| Records from a point annotation dataset |
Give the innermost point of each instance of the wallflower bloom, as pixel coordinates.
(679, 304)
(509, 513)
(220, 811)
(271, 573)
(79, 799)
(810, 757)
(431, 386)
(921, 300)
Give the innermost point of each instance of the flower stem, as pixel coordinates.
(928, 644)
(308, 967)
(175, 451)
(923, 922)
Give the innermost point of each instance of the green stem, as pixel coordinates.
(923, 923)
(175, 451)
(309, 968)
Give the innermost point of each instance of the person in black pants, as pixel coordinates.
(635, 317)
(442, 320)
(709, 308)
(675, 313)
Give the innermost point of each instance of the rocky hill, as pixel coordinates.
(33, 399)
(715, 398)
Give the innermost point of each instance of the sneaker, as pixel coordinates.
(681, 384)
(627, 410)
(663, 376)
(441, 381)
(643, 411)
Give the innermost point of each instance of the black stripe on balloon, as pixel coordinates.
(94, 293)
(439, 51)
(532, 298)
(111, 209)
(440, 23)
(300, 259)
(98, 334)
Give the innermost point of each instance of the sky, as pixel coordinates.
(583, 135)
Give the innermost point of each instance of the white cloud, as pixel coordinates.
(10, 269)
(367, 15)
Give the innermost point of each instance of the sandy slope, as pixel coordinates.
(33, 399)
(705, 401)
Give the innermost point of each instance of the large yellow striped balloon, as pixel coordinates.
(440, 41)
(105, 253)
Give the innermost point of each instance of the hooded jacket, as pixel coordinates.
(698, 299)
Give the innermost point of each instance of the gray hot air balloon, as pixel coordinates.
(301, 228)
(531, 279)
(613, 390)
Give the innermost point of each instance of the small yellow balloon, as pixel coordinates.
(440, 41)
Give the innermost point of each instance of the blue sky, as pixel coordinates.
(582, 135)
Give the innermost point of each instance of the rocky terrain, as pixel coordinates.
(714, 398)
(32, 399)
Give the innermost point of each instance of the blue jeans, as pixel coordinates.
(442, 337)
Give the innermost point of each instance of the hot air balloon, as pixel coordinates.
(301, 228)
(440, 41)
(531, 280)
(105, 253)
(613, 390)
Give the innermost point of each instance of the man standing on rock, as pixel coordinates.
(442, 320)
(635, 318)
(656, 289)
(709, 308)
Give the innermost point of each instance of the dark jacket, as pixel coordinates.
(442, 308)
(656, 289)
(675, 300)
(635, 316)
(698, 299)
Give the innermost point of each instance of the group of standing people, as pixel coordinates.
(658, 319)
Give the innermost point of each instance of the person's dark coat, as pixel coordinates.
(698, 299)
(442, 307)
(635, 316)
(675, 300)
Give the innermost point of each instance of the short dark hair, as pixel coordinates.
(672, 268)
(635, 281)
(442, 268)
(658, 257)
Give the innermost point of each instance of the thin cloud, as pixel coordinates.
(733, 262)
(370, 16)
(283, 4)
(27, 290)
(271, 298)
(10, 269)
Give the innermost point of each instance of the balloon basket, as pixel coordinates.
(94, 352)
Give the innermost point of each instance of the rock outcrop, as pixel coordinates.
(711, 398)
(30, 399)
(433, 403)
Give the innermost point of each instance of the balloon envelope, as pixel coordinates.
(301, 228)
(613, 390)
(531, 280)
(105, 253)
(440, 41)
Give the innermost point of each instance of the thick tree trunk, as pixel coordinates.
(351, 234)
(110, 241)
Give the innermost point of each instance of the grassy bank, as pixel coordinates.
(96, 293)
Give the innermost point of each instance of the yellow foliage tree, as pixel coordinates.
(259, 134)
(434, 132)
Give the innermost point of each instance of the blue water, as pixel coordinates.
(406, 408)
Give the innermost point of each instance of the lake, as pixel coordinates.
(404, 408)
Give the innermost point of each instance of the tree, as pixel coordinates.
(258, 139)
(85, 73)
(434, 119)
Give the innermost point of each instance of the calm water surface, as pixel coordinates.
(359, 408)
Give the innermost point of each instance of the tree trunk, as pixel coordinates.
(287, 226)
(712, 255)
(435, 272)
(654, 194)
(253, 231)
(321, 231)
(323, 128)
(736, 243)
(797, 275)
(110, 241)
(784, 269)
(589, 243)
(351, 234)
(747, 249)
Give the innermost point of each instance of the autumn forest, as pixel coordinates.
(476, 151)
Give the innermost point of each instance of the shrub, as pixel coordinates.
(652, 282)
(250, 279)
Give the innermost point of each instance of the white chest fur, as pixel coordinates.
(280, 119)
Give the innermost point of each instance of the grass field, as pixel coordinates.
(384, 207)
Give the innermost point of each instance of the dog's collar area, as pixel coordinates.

| WHAT YOU NEED TO DO |
Retype all of the material above, line for line, without changing a single character.

| EXPECTED ANSWER |
Give the innermost point of each instance of the wallflower bloom, as pixel coordinates.
(679, 304)
(509, 513)
(220, 811)
(271, 573)
(79, 799)
(810, 757)
(431, 386)
(921, 300)
Give the innermost point of each instance of the flower stem, as pixel coordinates.
(928, 644)
(308, 967)
(175, 451)
(923, 922)
Give the innermost point of each instance of the green stem, as pixel coordinates.
(923, 923)
(175, 451)
(309, 968)
Give the innermost point of each instance of the person in black pants, as pixel coordinates.
(635, 317)
(442, 320)
(709, 308)
(675, 313)
Give the innermost point of each instance of the rocky hill, as pixel coordinates.
(33, 399)
(715, 398)
Give the innermost point of each instance of the sneaker, as pixel coordinates.
(681, 384)
(627, 410)
(663, 376)
(441, 381)
(643, 411)
Give the innermost point of each instance of the black stripe on balloon, as pixel coordinates.
(94, 293)
(439, 51)
(532, 298)
(111, 209)
(440, 23)
(300, 259)
(98, 334)
Give the innermost point of each instance of the sky, as pixel coordinates.
(583, 135)
Give the innermost point of each instance of the white cloud, as pixel coordinates.
(10, 269)
(367, 15)
Give the innermost point of each instance of the sandy slope, as pixel coordinates.
(33, 399)
(705, 401)
Give the innermost point of each instance of the large yellow striped balloon, as pixel coordinates.
(440, 41)
(105, 253)
Give the innermost point of each instance of the hooded jacket, as pixel coordinates.
(698, 299)
Give the innermost point of each instance of the gray hot air balloon, as pixel coordinates.
(301, 228)
(531, 279)
(613, 390)
Give the innermost point of each instance of the small yellow balloon, as pixel coordinates.
(440, 41)
Give the innermost point of each instance of the blue sky, as pixel coordinates.
(582, 135)
Give the innermost point of each instance of the rocky terrain, as pixel coordinates.
(714, 398)
(32, 399)
Give the innermost point of each instance of the blue jeans, as pixel coordinates.
(442, 337)
Give the innermost point of each instance of the hot air balloon, as pixel coordinates.
(301, 228)
(440, 41)
(531, 280)
(105, 253)
(613, 390)
Give the innermost point of each instance of the man standing on rock, as pixel coordinates.
(442, 320)
(635, 318)
(656, 289)
(709, 308)
Give the innermost point of each instance of the dark jacket, as pixel coordinates.
(442, 308)
(656, 289)
(675, 300)
(635, 316)
(698, 299)
Give the innermost point of each instance of the group of standing people, as pixel coordinates.
(658, 319)
Give the innermost point of each instance of the person's dark coat, as pixel coordinates.
(698, 299)
(442, 307)
(635, 316)
(675, 300)
Give the innermost point of each instance of the short dark hair, as pixel coordinates.
(672, 268)
(635, 281)
(442, 268)
(658, 257)
Give the innermost point of each instance of the thin cloud, as pixel coordinates.
(733, 262)
(370, 16)
(283, 4)
(27, 290)
(271, 298)
(10, 269)
Give the innermost point of each instance of the balloon basket, as pixel coordinates.
(94, 352)
Give the innermost point of each instance of the rock outcrop, as pixel coordinates.
(711, 398)
(30, 399)
(433, 403)
Give the innermost point of each instance of the balloon envelope, as pixel coordinates.
(301, 228)
(613, 390)
(531, 280)
(105, 253)
(440, 41)
Give the innermost point of each instance of the thick tree trunk, as pixel coordinates.
(351, 234)
(110, 241)
Give the innermost point of each instance of the grassy bank, as pixel coordinates.
(96, 293)
Give the innermost point of each instance of the yellow foliage tree, as pixel coordinates.
(259, 134)
(434, 132)
Give the innermost point of each instance of the blue water, as pixel coordinates.
(406, 408)
Give the innermost point of each instance of the lake, as pixel coordinates.
(404, 408)
Give the innermost point of each instance of the tree, as pixel coordinates.
(258, 139)
(85, 73)
(434, 119)
Give the innermost point of each instance of the calm water surface, as pixel coordinates.
(359, 408)
Give the innermost point of each instance of the tree trunk, as pixel coordinates.
(287, 226)
(712, 255)
(435, 272)
(654, 194)
(253, 231)
(321, 231)
(323, 128)
(736, 243)
(797, 275)
(110, 241)
(784, 269)
(589, 243)
(351, 234)
(747, 249)
Give the innermost point of each instance of the autumn forest, as pixel coordinates.
(476, 151)
Give the innermost point of each instance of the shrub, as pixel coordinates.
(652, 282)
(250, 279)
Give the innermost point of each instance of the white chest fur, as pixel coordinates.
(280, 119)
Give the innermost point of each instance of the grass field, as pixel coordinates.
(384, 207)
Give the innermost point of each instance of the dog's collar area, as pixel coordinates.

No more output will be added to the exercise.